◆ Exercise input:
___

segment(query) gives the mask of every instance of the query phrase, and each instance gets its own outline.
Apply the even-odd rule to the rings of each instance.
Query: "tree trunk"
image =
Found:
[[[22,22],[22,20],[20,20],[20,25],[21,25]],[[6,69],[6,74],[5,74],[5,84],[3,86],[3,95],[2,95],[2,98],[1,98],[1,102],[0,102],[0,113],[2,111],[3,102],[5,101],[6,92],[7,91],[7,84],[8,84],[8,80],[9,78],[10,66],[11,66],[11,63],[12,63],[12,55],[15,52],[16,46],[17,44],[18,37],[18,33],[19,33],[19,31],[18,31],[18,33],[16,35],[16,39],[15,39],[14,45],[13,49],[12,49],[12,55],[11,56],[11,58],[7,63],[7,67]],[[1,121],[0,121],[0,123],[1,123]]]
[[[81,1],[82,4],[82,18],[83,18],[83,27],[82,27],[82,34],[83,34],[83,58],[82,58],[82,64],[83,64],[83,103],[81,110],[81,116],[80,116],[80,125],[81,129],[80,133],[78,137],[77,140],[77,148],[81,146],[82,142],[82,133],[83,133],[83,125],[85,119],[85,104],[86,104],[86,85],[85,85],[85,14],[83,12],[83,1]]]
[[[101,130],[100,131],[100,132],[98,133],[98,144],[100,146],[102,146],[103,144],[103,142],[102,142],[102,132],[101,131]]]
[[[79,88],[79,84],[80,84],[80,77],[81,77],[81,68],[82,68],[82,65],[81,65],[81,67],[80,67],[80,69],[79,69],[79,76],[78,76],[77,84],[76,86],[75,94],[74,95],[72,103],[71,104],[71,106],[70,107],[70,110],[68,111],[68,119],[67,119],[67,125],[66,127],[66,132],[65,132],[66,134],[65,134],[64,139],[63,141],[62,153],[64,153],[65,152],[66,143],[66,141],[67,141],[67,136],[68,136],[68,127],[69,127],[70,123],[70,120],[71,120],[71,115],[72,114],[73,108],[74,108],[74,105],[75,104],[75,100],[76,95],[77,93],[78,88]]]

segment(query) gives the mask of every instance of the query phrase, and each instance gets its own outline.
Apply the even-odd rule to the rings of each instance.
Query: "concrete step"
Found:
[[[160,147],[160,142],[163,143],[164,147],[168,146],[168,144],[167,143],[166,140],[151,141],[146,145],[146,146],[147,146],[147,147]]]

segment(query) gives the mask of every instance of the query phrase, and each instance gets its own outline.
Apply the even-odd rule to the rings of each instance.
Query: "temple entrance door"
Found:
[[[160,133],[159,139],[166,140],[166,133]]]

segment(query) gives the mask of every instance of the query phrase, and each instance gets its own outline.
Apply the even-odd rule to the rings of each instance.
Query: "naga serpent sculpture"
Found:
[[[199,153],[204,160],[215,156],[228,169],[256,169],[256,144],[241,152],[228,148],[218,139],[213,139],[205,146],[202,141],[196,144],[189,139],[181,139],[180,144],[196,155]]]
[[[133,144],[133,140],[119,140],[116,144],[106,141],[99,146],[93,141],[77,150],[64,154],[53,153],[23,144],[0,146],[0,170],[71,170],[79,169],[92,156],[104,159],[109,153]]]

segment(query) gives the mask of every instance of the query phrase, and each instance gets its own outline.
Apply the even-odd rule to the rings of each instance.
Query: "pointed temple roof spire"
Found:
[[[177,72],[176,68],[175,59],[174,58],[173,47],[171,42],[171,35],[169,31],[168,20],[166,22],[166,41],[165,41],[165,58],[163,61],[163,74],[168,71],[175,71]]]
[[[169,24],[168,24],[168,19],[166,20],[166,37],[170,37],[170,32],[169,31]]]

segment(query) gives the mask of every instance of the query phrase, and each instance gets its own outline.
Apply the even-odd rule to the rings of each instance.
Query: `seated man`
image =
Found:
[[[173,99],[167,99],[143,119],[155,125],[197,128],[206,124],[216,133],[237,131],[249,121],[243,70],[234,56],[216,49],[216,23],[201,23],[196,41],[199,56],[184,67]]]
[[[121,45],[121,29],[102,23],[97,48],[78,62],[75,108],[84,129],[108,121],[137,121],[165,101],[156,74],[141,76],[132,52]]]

___

◆ Instructions for the task: Go back to the listing above and please repeat it exactly.

◆ Written solution:
segment(query) gives the mask of every instance of the query phrase, and each instance gets its own outline.
Apply the even-odd rule to the rings of each instance.
Query: "tree trunk"
image =
Found:
[[[22,22],[22,20],[20,20],[20,25],[21,25]],[[6,69],[6,74],[5,74],[5,84],[3,86],[3,95],[2,95],[2,98],[1,98],[1,102],[0,102],[0,113],[2,111],[3,102],[5,101],[6,92],[7,91],[7,84],[8,84],[8,80],[9,78],[10,66],[11,66],[11,63],[12,63],[12,55],[15,52],[16,46],[17,44],[18,37],[18,33],[19,33],[19,31],[18,31],[18,33],[16,35],[16,39],[15,39],[14,45],[13,49],[12,49],[12,55],[11,56],[11,58],[7,63],[7,67]],[[1,121],[0,121],[0,123],[1,123]]]
[[[81,1],[82,4],[82,18],[83,18],[83,27],[82,27],[82,34],[83,34],[83,58],[82,58],[82,64],[83,64],[83,103],[81,110],[81,116],[80,116],[80,125],[81,129],[80,133],[78,137],[77,140],[77,148],[81,146],[82,142],[82,133],[83,133],[83,125],[85,119],[85,104],[86,104],[86,85],[85,85],[85,14],[83,12],[83,1]]]
[[[101,130],[100,131],[100,132],[98,133],[98,144],[100,146],[102,146],[103,144],[103,142],[102,142],[102,132],[101,131]]]
[[[79,88],[79,84],[80,84],[80,77],[81,77],[81,68],[82,68],[82,65],[81,65],[81,67],[80,67],[80,69],[79,69],[79,76],[78,76],[77,84],[76,86],[75,94],[74,95],[72,103],[71,104],[71,106],[70,107],[70,110],[68,111],[68,119],[67,119],[67,125],[66,127],[66,132],[65,132],[66,134],[65,134],[64,139],[63,141],[62,153],[64,153],[65,152],[66,143],[66,141],[67,141],[67,136],[68,136],[68,127],[69,127],[70,123],[70,120],[71,120],[71,115],[72,114],[73,108],[74,108],[74,105],[75,104],[75,100],[76,95],[77,93],[78,88]]]

segment(query) gives the mask of every instance of the query phrase, and each instance gets its own outline.
Apply the even-odd rule to the rings of each instance.
Query: "concrete step"
Found:
[[[160,147],[160,142],[163,143],[164,147],[168,146],[168,144],[167,143],[166,140],[151,141],[146,145],[146,146],[147,146],[147,147]]]

segment(query) gives the mask of every instance of the query phrase, and each instance gets its own outline.
Apply the even-odd rule to the rings of each instance.
Query: "temple entrance door"
Found:
[[[160,133],[159,139],[166,140],[166,133]]]

segment(query) gives the mask of every instance of the query phrase, and each instance gets its own outline.
Apply the even-odd rule to the rings of each instance.
Query: "naga serpent sculpture"
Found:
[[[199,153],[204,160],[215,156],[228,169],[256,169],[256,144],[241,152],[228,148],[218,139],[213,139],[205,146],[202,141],[196,144],[189,139],[181,139],[180,144],[196,155]]]
[[[133,144],[133,140],[119,140],[116,144],[106,141],[99,146],[93,141],[77,150],[64,154],[53,153],[23,144],[0,146],[0,170],[71,170],[79,169],[92,156],[104,159],[109,153]]]

segment(query) gives the mask of every instance of the query phrase, and each instance gets its own outline.
Apply the even-odd rule to the rings of each instance.
Query: "pointed temple roof spire"
Found:
[[[177,72],[176,68],[175,59],[174,58],[173,47],[171,42],[171,35],[169,31],[168,20],[166,22],[166,41],[165,41],[165,58],[163,61],[163,74],[168,71],[175,71]]]
[[[169,24],[168,24],[168,19],[166,20],[166,37],[170,37],[170,32],[169,31]]]

segment(query) gives the mask of every instance of the query phrase, and each instance gets its own outline.
Apply the even-odd rule to the rings of each instance.
Query: `seated man`
image =
Found:
[[[173,99],[167,99],[143,119],[155,125],[197,128],[206,124],[216,133],[237,131],[249,121],[243,70],[234,56],[216,49],[216,23],[201,23],[196,41],[199,56],[184,67]]]
[[[121,45],[121,29],[102,23],[97,48],[78,62],[75,108],[84,129],[108,121],[137,121],[165,101],[156,74],[141,76],[132,52]]]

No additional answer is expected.